* [Document excerpt]
# # # # # # #

How to use DynamoDB with AppSync

How to store, retrieve, and query items in a DynamoDB table with an AppSync resolver

Tamás Sallai

12 mins

Want to learn AWS serverless development? Click here

AppSync natively supports reading and writing data from/to DynamoDB tables. This is done through the DynamoDB data source that defines the data structure for the resolvers for each operation. It supports all operations DynamoDB supports, which means you can implement anything database-related natively in resolvers.

In this article we're going to look into a simple data model that stores data in DynamoDB tables. We'll see how to do various operations on the items and how to integrate that with AppSync.

Book

Building GraphQL APIs with AWS AppSync

How to design, implement, and deploy GraphQL-based APIs on the AWS cloud

Example data model

In this article, we're going to implement a simple GraphQL API with two tables: users and groups. Both of them have an id and a name and users belong to groups.

# # # # # # #

* [Data lines]
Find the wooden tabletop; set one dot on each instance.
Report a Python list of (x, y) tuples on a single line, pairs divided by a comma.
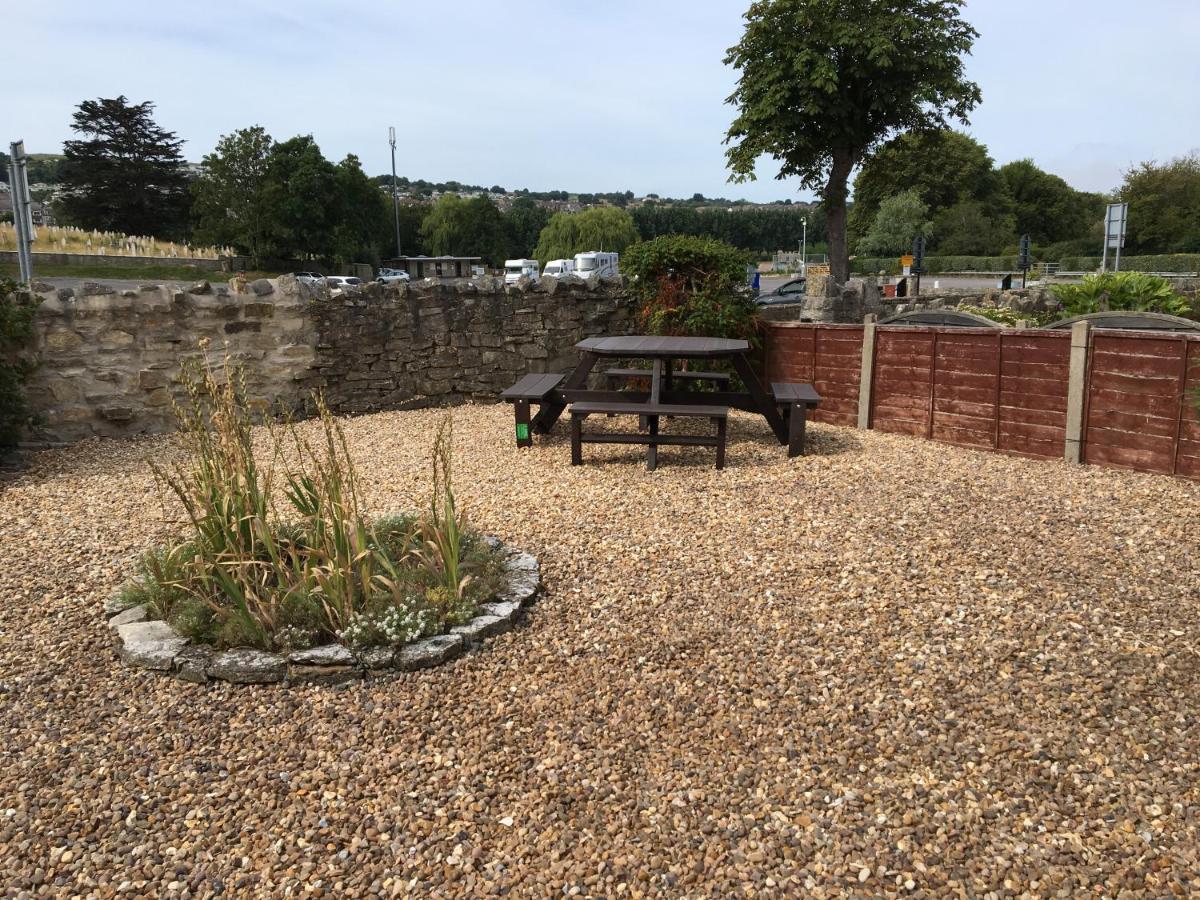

# # # # # # #

* [Parts of the exercise]
1 - Transcribe the part of the AppSync and DynamoDB article that begins at the words "Building GraphQL APIs" and stops after "belong to groups.".
2 - Write the next part of the AppSync and DynamoDB article, starting right after its final sentence.

* [Per-task outputs]
1 -
Building GraphQL APIs with AWS AppSync

How to design, implement, and deploy GraphQL-based APIs on the AWS cloud

Example data model

In this article, we're going to implement a simple GraphQL API with two tables: users and groups. Both of them have an id and a name and users belong to groups.

2 -
We'll implement a query to get back a group based on its ID, and mutations to add groups and users.

The schema:

type User {
	id: ID!
	name: String!
}

type PaginatedUsers {
	users: [User!]!
	nextToken: String
}

type Group {
	id: ID!
	name: String!
	users(count: Int, nextToken: String): PaginatedUsers!
}

type Query {
	groupById(id: String!): Group
}

type Mutation {
	addGroup(name: String!): Group!
	addUser(name: String!, groupId: ID!): ID!
}

schema {
	query: Query
	mutation: Mutation
}

Data source

First, we need the tables:

Then we'll define a data source for each of them:

The first part is straightforward, as it defines the data source as an "Amazon DynamoDB table", and locates it. AppSync uses an IAM Role to gain the necessary permissions to access these tables, so we need to create the role and add the permissions:

This is all we need to start using these DynamoDB tables in AppSync resolvers.

Operations

AppSync supports the full feature set of DynamoDB. You can issue all basic operations (CRUD items, queries, scans, transactions, batching), use conditions, expressions, and specify the types, just like with any other DynamoDB client.

Let's see the most commonly used operations and how to implement them for our data model!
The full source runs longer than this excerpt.